## НАД ЧЕМ РАБОТАТЬ
1 – Выпишите из фрагмента всех людей, названных по имени и фамилии, и укажите, кем каждый из них там назван.
2 – Ответьте по фрагменту на вопросы:
(а) В какие дни спектакль «Милосердие» покажут в Сахаровском центре?
(б) Когда состоится дискуссия и обсуждение спектакля с экспертами?
(в) Какие письма легли в основу проекта «Sending the Unsent»?
3 – Воспроизведите без изменений часть фрагмента от слов «Анастасия Патлай: Моя» до слов «или что-то еще.» включительно.

## ФРАГМЕНТ ТЕКСТА
---
30 и 31 мая в Сахаровском центре последний раз в этом сезоне покажут «Милосердие» — документальный спектакль о сестрах милосердия времен Первой мировой. О том, зачем сегодня ставить в театре личные письма столетней давности, как работать с временной дистанцией, которая искажает наше восприятие исторических документов, и как актерам их играть, мы поговорили с режиссером спектакля Анастасией Патлай и его драматургом Наной Гринштейн.

Первая мировая война. Почему?

После показа 31 мая состоится дискуссия и обсуждение спектакля с экспертами из Высшей школы экономики, Шанинки и РГГУ.

Анастасия Патлай: Моя история отношений с темой Первой мировой войны довольно продолжительная. Первая идея была не театральная, а скорее художественная: вместе с художником Шифрой Каждан мы придумали проект «Sending the Unsent» («Отправить неотправленное», хотя смысл был ближе к «Доставить недоставленное»). В основе были письма времен Первой мировой, задержанные цензурой и не дошедшие до адресата. Идея состояла в том, чтобы сто лет спустя переписать из архива эти письма и доставить в пункты назначения. Но мы столкнулись с проблемой визуализации нашего благородного поступка. Нам самим не было понятно, что есть результат такого проекта, что мы можем предъявить в конце: кино, например, роуд-муви, или выставку в музее современного искусства, или что-то еще.
---
## СОХРАНЕННЫЕ ЗАПИСИ
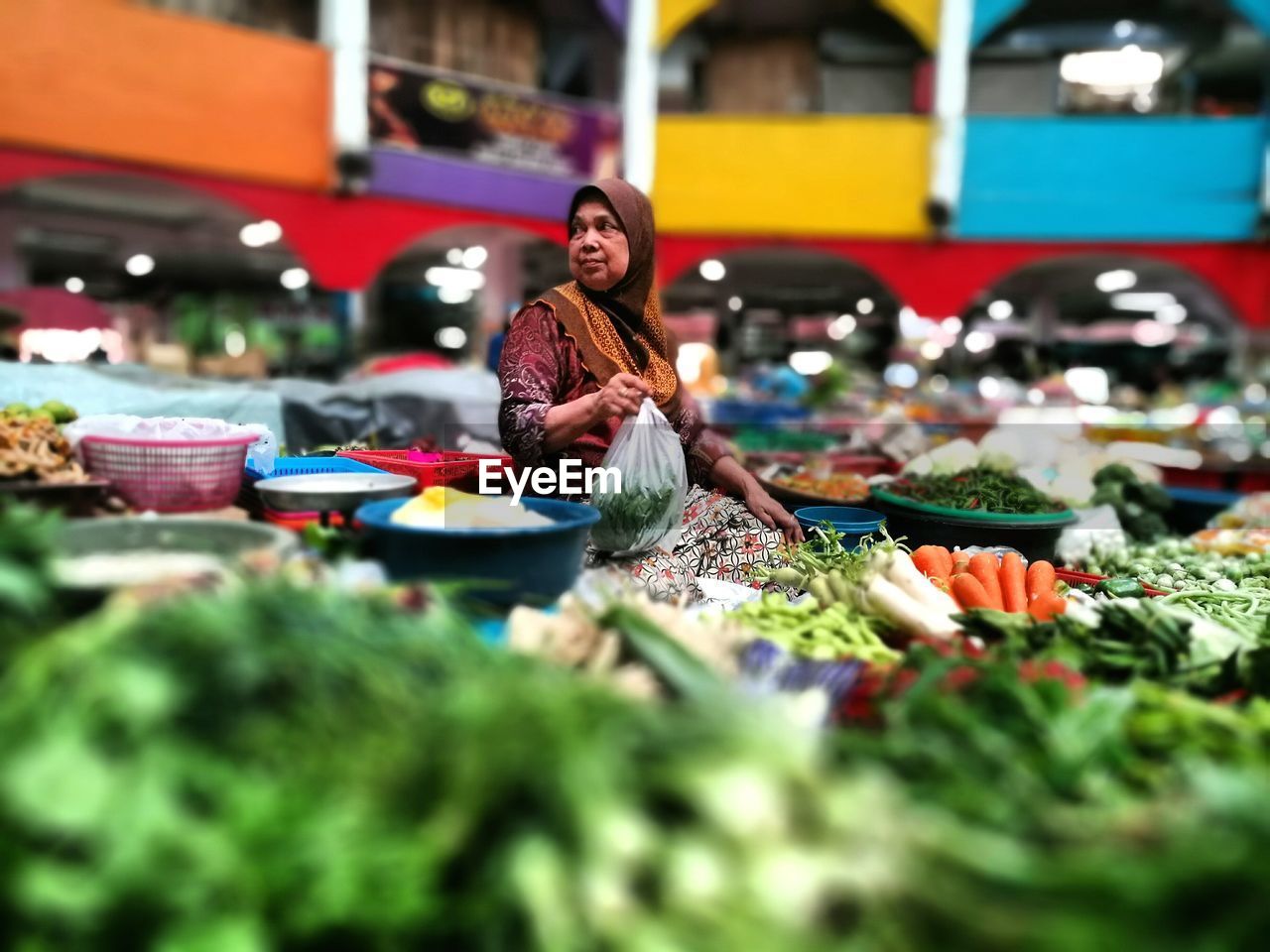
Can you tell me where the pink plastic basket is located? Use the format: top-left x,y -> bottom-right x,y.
80,435 -> 257,513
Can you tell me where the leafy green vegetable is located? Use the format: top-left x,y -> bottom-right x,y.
886,466 -> 1067,516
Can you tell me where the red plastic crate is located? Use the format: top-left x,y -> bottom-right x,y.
336,449 -> 514,494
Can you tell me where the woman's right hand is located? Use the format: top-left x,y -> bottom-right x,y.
594,373 -> 652,422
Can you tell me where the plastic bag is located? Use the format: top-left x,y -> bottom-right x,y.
590,398 -> 689,556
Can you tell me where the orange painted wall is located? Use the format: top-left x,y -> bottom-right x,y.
0,0 -> 331,187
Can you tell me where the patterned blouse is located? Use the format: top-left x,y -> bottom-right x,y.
498,303 -> 730,489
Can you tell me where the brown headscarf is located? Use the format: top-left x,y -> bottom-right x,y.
540,178 -> 680,412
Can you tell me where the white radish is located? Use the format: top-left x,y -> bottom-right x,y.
879,548 -> 961,615
865,575 -> 960,639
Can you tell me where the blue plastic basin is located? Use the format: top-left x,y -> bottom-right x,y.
357,499 -> 599,604
794,505 -> 886,548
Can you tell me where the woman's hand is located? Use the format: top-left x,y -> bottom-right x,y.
594,373 -> 652,422
743,480 -> 803,545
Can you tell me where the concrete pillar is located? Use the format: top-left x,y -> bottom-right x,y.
622,0 -> 658,191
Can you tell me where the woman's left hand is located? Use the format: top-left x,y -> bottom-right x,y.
744,481 -> 803,545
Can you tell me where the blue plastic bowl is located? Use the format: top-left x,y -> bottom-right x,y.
357,499 -> 599,604
794,505 -> 886,548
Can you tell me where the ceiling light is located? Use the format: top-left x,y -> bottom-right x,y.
280,268 -> 309,291
790,350 -> 833,377
698,258 -> 727,281
1093,268 -> 1138,295
423,266 -> 485,291
988,300 -> 1015,321
1060,46 -> 1165,94
829,313 -> 856,340
123,255 -> 155,278
437,285 -> 472,304
965,330 -> 997,354
881,363 -> 920,390
1111,291 -> 1178,311
435,327 -> 467,350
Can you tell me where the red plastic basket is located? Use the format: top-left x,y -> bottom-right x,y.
80,435 -> 257,513
336,449 -> 513,494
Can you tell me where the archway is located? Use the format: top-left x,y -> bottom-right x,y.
659,0 -> 934,114
662,245 -> 901,395
0,173 -> 340,377
359,225 -> 569,367
967,0 -> 1270,115
933,254 -> 1244,404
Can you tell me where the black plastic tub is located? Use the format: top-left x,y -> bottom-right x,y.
872,488 -> 1076,561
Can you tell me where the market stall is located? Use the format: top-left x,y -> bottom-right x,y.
0,407 -> 1270,952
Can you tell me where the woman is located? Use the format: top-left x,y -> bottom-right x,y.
498,178 -> 803,594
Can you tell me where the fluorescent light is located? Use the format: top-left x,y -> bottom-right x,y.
239,222 -> 269,248
423,267 -> 485,291
123,255 -> 155,278
881,363 -> 920,390
829,313 -> 856,340
1156,304 -> 1187,325
437,285 -> 472,304
1111,291 -> 1178,311
1063,367 -> 1111,404
698,258 -> 727,281
790,350 -> 833,377
280,268 -> 309,291
435,327 -> 467,350
1060,46 -> 1165,94
1131,321 -> 1178,346
988,300 -> 1015,321
1093,268 -> 1138,295
965,330 -> 997,354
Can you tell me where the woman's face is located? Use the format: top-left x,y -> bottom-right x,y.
569,202 -> 631,291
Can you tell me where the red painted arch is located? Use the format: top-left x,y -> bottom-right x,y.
658,235 -> 1270,327
0,149 -> 563,291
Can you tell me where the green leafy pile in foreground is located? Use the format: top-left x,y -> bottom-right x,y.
0,502 -> 1270,952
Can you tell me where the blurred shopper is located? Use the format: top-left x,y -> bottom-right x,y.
499,178 -> 802,594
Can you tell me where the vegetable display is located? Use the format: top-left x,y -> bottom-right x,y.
1089,463 -> 1174,542
885,466 -> 1067,516
0,502 -> 1270,952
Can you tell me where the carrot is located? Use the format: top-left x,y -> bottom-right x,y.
1028,591 -> 1067,622
1001,552 -> 1028,612
931,575 -> 952,595
913,545 -> 952,579
952,572 -> 992,612
1028,559 -> 1054,602
970,552 -> 1006,612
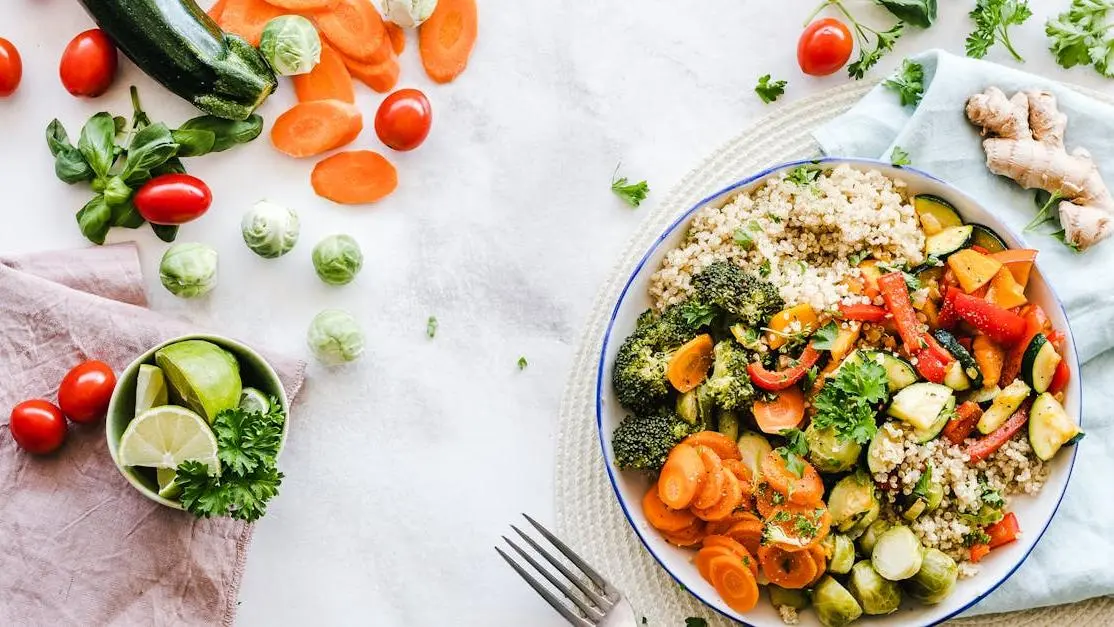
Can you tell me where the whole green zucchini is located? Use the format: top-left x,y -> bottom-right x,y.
80,0 -> 277,120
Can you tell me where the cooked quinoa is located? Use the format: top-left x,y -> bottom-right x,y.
649,165 -> 925,311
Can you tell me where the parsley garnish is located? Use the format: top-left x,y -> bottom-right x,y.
754,75 -> 788,105
882,59 -> 925,107
812,360 -> 890,444
967,0 -> 1033,62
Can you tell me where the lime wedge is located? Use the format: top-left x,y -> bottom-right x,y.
240,388 -> 271,413
155,340 -> 242,423
155,468 -> 182,499
136,364 -> 170,415
118,405 -> 221,472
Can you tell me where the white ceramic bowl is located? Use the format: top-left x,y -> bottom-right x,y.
596,158 -> 1082,627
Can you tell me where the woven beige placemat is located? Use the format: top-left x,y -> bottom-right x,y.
556,81 -> 1114,627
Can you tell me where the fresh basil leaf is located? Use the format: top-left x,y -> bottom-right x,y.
874,0 -> 936,28
77,111 -> 116,177
77,194 -> 113,244
179,114 -> 263,152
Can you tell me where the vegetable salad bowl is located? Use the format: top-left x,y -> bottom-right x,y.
596,158 -> 1082,627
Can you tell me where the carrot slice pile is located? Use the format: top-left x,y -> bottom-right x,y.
418,0 -> 479,82
310,150 -> 398,203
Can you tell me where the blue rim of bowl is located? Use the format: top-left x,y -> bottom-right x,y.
596,157 -> 1083,627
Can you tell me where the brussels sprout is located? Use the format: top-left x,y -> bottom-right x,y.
313,235 -> 363,285
260,16 -> 321,76
847,559 -> 901,616
240,200 -> 301,259
903,549 -> 959,604
804,423 -> 862,472
306,310 -> 363,365
812,575 -> 862,627
158,242 -> 217,298
382,0 -> 437,28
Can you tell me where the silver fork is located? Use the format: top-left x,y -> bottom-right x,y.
495,513 -> 635,627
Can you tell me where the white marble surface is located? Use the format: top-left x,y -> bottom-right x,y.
0,0 -> 1111,626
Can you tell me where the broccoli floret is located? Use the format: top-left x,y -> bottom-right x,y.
612,406 -> 704,472
707,340 -> 758,410
693,262 -> 785,327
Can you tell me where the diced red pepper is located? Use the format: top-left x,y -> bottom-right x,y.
965,399 -> 1033,463
839,304 -> 886,322
944,401 -> 983,445
878,272 -> 925,355
986,511 -> 1022,549
948,290 -> 1026,346
746,344 -> 821,392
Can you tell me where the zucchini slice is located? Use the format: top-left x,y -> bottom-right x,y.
978,379 -> 1032,433
912,194 -> 964,235
1022,333 -> 1061,394
925,224 -> 974,259
1029,392 -> 1083,461
886,382 -> 953,439
971,224 -> 1009,255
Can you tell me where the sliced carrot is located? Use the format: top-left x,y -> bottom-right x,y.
759,545 -> 819,590
310,150 -> 399,205
217,0 -> 286,46
291,41 -> 355,105
692,472 -> 743,521
666,333 -> 715,393
751,385 -> 804,434
642,483 -> 696,532
313,0 -> 389,62
271,100 -> 363,157
693,447 -> 730,508
418,0 -> 479,82
657,444 -> 707,513
682,431 -> 743,461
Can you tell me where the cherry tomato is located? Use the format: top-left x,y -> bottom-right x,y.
375,89 -> 433,150
797,18 -> 854,76
8,400 -> 66,455
0,37 -> 23,98
133,174 -> 213,224
58,360 -> 116,422
58,28 -> 116,98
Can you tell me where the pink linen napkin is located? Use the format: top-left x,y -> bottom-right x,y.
0,245 -> 305,626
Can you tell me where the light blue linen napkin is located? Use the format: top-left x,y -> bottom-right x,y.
814,50 -> 1114,615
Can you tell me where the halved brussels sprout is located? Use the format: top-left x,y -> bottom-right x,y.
905,549 -> 959,604
847,559 -> 901,616
804,423 -> 862,472
812,575 -> 862,627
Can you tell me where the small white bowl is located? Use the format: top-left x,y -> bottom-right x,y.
596,158 -> 1083,627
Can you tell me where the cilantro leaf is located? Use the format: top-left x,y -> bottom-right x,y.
754,75 -> 788,105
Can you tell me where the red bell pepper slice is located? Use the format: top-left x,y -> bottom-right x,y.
986,512 -> 1022,549
948,290 -> 1026,346
965,400 -> 1033,463
944,401 -> 983,447
746,344 -> 821,392
839,303 -> 886,322
878,272 -> 925,355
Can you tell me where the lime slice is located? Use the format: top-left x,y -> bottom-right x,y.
240,388 -> 271,413
136,364 -> 170,415
155,468 -> 182,499
118,405 -> 221,472
155,340 -> 242,423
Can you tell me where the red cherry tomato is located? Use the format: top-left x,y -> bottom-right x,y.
58,360 -> 116,422
375,89 -> 433,150
797,18 -> 854,76
8,400 -> 66,455
133,174 -> 213,224
0,37 -> 23,98
58,28 -> 116,98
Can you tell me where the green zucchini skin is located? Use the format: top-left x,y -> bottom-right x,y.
80,0 -> 277,120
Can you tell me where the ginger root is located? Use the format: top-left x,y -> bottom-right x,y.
967,87 -> 1114,251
---
## ОТВЕТЫ ПО ЗАДАНИЯМ
1 –
Анастасия Патлай — режиссер спектакля.
Нана Гринштейн — драматург спектакля.
Шифра Каждан — художник.

2 –
(а) 30 и 31 мая.
(б) После показа 31 мая.
(в) Письма времен Первой мировой, задержанные цензурой и не дошедшие до адресата.

3 –
Анастасия Патлай: Моя история отношений с темой Первой мировой войны довольно продолжительная. Первая идея была не театральная, а скорее художественная: вместе с художником Шифрой Каждан мы придумали проект «Sending the Unsent» («Отправить неотправленное», хотя смысл был ближе к «Доставить недоставленное»). В основе были письма времен Первой мировой, задержанные цензурой и не дошедшие до адресата. Идея состояла в том, чтобы сто лет спустя переписать из архива эти письма и доставить в пункты назначения. Но мы столкнулись с проблемой визуализации нашего благородного поступка. Нам самим не было понятно, что есть результат такого проекта, что мы можем предъявить в конце: кино, например, роуд-муви, или выставку в музее современного искусства, или что-то еще.